▶ **Text to read**:
24 comments on “Azalea Lake and Bigfoot’s Big Foot…

    • There are many ways to enjoy the world, Ray. And you have obviously taken advantage of several. I am just pleased that I can still get out there backpacking at 74. I know it won’t last. –Curt

  1. The first word that comes to my mind is Wow. Wow the scenary. Wow your pictures. Wow this trip.
    I also smiled when I read about the doe. Many many years ago I was camping along a river in the woods with my two cousins, all of us about twelve years old. Our campbase was only two kilometers away from my uncle and aunt’s house and yet we felt in another country. We knew that food had to be packed or it would attract animals. We did pack everything but forgot a loaf of bread outside after dinner. Noise woke us up in the middle of the night. The three of us were scared to death and started to make more noise. We were sure it was a human. Finally the noise stopped and we fell asleep. In the morning we discovered that the bread had been dragged and half eaten. Still we could not believe it was the work of an animal. My uncle came over and confirmed that only water rats could do that. We never admitted being scared beyond reason. A water rat can be very noisy when hungry.

    • Sound tend to be magnified at night, Evelyne! 🙂 Even with all my experience, a limb cracking out in the dark is more worrisome than a limb cracking out in the woods in broad daylight. And good for you and your cousins. You were gutsy to go out, regardless. And such things always make for good memories. I bet that story has been told many times when you get together with family. –Curt

  2. Yes, I would have been most concerned finding such a large animal print.
    Years ago we camped on Australia’s Frazer Island. One of the largest sand islands in the world. It still has dingoes that are pure without having mixed with wild dogs. One morning they had found our packets of cereal. We knew where they were hiding by following the trail of the cereal that kept leaking from it’s package.

▶ **Material for this exercise**:

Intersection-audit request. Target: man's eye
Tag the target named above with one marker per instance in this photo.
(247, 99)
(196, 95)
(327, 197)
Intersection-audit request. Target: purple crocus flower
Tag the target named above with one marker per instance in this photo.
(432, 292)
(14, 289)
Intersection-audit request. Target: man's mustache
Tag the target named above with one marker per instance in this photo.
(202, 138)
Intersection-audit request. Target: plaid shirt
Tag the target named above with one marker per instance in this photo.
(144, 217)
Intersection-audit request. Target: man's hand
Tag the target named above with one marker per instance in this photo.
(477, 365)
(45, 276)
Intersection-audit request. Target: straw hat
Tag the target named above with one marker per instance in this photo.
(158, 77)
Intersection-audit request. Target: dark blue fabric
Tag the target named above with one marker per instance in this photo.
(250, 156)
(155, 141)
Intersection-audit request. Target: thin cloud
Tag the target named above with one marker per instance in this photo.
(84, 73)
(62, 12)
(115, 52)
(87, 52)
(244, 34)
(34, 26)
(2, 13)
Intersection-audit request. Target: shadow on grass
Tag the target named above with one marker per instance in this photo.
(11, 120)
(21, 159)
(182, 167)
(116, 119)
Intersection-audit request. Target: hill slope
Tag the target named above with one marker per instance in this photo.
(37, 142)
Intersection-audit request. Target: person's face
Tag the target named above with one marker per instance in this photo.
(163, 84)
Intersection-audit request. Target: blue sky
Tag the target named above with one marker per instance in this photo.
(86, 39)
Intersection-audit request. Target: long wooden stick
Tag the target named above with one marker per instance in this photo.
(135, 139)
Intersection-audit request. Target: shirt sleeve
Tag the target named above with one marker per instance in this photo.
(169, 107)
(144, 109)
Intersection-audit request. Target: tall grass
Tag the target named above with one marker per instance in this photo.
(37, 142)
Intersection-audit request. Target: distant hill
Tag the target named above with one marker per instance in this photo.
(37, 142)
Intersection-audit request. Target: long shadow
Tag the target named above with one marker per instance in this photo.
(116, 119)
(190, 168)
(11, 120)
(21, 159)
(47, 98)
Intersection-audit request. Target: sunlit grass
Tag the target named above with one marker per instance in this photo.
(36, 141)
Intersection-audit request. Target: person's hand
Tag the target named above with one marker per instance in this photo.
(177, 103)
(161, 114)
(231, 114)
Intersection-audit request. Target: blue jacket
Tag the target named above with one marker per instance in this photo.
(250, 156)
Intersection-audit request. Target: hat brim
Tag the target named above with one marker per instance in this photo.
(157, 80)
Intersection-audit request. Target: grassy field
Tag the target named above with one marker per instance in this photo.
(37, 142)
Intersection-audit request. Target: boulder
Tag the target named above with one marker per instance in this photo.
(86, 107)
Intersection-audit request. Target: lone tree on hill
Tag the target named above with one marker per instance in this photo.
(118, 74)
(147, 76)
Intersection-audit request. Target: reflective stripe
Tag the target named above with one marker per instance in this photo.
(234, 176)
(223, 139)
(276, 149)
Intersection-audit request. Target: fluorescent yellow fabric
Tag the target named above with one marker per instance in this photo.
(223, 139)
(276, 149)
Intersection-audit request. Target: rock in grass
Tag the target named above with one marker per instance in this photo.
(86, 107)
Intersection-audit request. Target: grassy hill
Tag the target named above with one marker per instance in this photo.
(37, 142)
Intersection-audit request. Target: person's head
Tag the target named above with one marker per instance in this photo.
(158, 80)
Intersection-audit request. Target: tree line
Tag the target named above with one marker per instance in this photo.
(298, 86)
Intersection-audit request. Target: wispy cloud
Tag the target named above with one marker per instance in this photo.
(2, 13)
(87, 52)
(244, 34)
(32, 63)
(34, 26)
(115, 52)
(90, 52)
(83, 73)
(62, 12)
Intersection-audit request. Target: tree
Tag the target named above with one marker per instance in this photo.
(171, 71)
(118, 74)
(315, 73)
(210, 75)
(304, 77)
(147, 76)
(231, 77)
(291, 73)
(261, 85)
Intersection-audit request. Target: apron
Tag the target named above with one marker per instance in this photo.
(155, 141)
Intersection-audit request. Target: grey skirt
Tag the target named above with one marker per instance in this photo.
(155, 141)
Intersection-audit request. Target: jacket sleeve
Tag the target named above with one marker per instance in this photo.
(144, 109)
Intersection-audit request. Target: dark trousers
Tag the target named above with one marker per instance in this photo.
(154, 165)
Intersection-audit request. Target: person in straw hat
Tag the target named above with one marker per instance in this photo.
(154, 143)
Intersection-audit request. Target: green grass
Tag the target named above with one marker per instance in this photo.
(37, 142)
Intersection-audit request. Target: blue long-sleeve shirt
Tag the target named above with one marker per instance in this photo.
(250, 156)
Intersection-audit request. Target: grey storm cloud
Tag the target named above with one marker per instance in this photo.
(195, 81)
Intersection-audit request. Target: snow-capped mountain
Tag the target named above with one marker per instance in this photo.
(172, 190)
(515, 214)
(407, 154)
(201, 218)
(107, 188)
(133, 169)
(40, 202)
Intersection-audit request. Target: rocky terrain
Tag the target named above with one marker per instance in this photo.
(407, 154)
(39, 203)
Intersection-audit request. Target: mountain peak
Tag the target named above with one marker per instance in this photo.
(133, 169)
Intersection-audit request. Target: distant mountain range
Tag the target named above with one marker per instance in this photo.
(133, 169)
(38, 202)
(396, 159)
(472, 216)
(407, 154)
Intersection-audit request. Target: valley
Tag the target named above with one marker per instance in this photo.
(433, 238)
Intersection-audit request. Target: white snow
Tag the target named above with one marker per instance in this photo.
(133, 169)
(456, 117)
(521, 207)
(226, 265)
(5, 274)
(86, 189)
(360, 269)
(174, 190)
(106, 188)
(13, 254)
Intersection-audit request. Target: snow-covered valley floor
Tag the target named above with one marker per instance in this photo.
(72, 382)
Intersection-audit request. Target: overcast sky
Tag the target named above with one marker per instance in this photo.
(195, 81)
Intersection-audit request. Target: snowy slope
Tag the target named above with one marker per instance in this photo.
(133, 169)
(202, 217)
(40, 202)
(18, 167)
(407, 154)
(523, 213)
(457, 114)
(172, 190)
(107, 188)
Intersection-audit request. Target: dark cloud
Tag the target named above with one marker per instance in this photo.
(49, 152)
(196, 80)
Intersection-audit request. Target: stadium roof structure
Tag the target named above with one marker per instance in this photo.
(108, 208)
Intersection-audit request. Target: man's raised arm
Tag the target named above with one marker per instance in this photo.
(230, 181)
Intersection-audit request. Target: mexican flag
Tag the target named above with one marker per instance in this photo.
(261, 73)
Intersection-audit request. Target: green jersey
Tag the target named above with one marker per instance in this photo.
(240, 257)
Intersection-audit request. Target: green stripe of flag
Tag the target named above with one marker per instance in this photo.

▶ **Required actions**:
**a)** Copy out the reader comments on the Azalea Lake post in full, word for word.
**b)** How many lines in the rows contain the string "person"? Case matters, and your reply should be only the number.

▶ **Outputs**:
**a)**
24 comments on “Azalea Lake and Bigfoot’s Big Foot…

    • There are many ways to enjoy the world, Ray. And you have obviously taken advantage of several. I am just pleased that I can still get out there backpacking at 74. I know it won’t last. –Curt

  1. The first word that comes to my mind is Wow. Wow the scenary. Wow your pictures. Wow this trip.
    I also smiled when I read about the doe. Many many years ago I was camping along a river in the woods with my two cousins, all of us about twelve years old. Our campbase was only two kilometers away from my uncle and aunt’s house and yet we felt in another country. We knew that food had to be packed or it would attract animals. We did pack everything but forgot a loaf of bread outside after dinner. Noise woke us up in the middle of the night. The three of us were scared to death and started to make more noise. We were sure it was a human. Finally the noise stopped and we fell asleep. In the morning we discovered that the bread had been dragged and half eaten. Still we could not believe it was the work of an animal. My uncle came over and confirmed that only water rats could do that. We never admitted being scared beyond reason. A water rat can be very noisy when hungry.

    • Sound tend to be magnified at night, Evelyne! 🙂 Even with all my experience, a limb cracking out in the dark is more worrisome than a limb cracking out in the woods in broad daylight. And good for you and your cousins. You were gutsy to go out, regardless. And such things always make for good memories. I bet that story has been told many times when you get together with family. –Curt

  2. Yes, I would have been most concerned finding such a large animal print.
    Years ago we camped on Australia’s Frazer Island. One of the largest sand islands in the world. It still has dingoes that are pure without having mixed with wild dogs. One morning they had found our packets of cereal. We knew where they were hiding by following the trail of the cereal that kept leaking from it’s package.

**b)** 4